▶ Task item:
The entries that follow need to be reproduced exactly, minus any images.

▶ Task input:
______

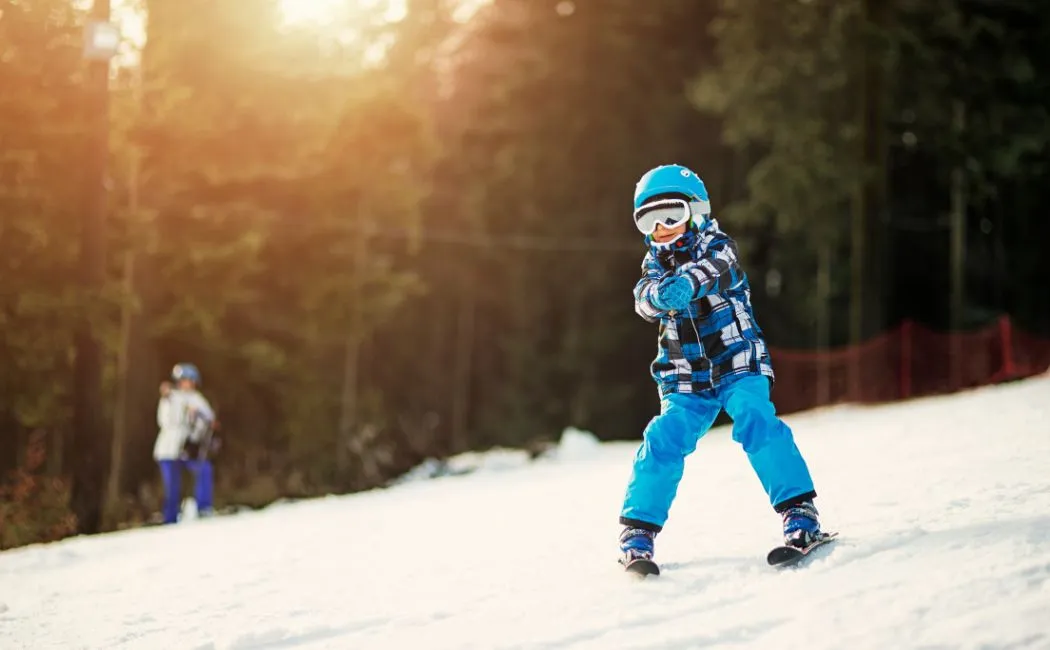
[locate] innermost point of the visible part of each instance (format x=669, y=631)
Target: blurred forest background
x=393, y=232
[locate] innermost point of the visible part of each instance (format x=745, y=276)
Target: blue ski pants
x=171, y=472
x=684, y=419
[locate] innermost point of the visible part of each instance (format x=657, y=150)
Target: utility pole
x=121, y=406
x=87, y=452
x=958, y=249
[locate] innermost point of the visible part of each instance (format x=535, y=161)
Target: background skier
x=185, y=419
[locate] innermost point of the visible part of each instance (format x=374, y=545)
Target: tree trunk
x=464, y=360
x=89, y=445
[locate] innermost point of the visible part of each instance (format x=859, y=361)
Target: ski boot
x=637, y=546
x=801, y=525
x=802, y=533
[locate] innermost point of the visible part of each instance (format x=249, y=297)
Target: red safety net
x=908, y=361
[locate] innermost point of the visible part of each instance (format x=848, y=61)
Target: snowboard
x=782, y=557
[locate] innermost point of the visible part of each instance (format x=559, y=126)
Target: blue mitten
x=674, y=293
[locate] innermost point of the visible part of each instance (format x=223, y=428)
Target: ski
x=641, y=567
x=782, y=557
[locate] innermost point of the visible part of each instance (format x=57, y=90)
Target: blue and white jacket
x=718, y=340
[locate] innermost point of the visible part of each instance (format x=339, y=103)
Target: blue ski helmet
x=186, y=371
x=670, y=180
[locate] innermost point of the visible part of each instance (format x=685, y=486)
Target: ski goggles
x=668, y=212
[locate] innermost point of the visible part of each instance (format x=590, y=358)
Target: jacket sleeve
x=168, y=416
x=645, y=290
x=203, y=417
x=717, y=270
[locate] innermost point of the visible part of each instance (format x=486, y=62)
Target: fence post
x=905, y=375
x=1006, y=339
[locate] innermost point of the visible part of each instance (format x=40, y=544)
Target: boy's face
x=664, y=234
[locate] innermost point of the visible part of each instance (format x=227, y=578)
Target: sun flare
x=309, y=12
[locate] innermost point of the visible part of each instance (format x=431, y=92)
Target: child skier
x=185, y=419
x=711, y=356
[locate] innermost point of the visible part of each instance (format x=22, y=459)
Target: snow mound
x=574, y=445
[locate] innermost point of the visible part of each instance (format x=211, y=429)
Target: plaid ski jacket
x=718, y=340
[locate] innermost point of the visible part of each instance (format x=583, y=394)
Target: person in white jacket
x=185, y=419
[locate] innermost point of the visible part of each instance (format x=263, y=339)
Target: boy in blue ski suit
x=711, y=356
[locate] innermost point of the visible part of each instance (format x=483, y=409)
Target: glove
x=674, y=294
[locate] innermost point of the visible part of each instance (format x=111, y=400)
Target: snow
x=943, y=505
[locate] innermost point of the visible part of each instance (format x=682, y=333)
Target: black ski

______

▶ Response to this task:
[locate] innermost point of the visible part of each instance (format x=669, y=631)
Target: blurred forest background
x=393, y=232
[locate] innermost point of the visible part of each instance (format x=745, y=276)
Target: blue ski pants
x=171, y=472
x=684, y=419
[locate] innermost point of the visible part of each instance (format x=657, y=150)
Target: utility pole
x=121, y=406
x=87, y=452
x=958, y=249
[locate] innermost point of the visible part of each instance (format x=535, y=161)
Target: background skier
x=185, y=419
[locate] innermost point of the visible part of each instance (format x=374, y=545)
Target: tree trunk
x=464, y=360
x=89, y=445
[locate] innermost point of the visible part of each instance (format x=859, y=361)
Target: ski boot
x=637, y=546
x=801, y=525
x=802, y=533
[locate] innermost point of the visible part of each instance (format x=249, y=297)
Target: red safety net
x=908, y=361
[locate] innermost point of the visible part of each instance (format x=848, y=61)
Target: snowboard
x=782, y=557
[locate] innermost point of the visible part of each instance (format x=559, y=126)
Target: blue mitten
x=674, y=293
[locate] innermost point of the visible part of each instance (format x=223, y=428)
Target: ski
x=641, y=567
x=782, y=557
[locate] innermost point of the visible part of each instance (format x=57, y=90)
Target: blue and white jacket
x=718, y=340
[locate] innermost point of the visible part of each instance (format x=339, y=103)
Target: blue ski helmet
x=186, y=371
x=670, y=180
[locate] innermost point of the visible part of each instance (format x=685, y=486)
Target: ski goggles
x=668, y=212
[locate] innermost point of the visible part of each instance (format x=590, y=358)
Target: jacket sleeve
x=168, y=416
x=645, y=290
x=203, y=417
x=717, y=270
[locate] innermost point of the visible part of each instance (format x=486, y=62)
Target: fence post
x=905, y=375
x=1006, y=339
[locate] innermost point of the visible part of each instance (format x=40, y=544)
Target: boy's face
x=664, y=234
[locate] innermost point of the visible part of each instance (format x=227, y=578)
Target: sun flare
x=309, y=12
[locate] innermost point of the visible part of each instance (format x=431, y=92)
Target: child skier
x=185, y=419
x=711, y=356
[locate] innermost point of the visible part of each instance (format x=22, y=459)
Target: snow mound
x=574, y=445
[locate] innermost point of the visible part of each instance (format x=211, y=429)
Target: plaid ski jacket
x=718, y=340
[locate] innermost point of the visible part of each instance (format x=583, y=394)
Target: person in white jacket
x=185, y=419
[locate] innermost point of the visible part of each instance (format x=263, y=339)
Target: boy in blue ski suit
x=711, y=356
[locate] innermost point of the visible part of each instance (format x=483, y=409)
Target: glove
x=674, y=294
[locate] innermost point of the visible part of each instance (format x=111, y=400)
Target: snow
x=943, y=505
[locate] innermost point of the visible part of each instance (format x=682, y=333)
Target: black ski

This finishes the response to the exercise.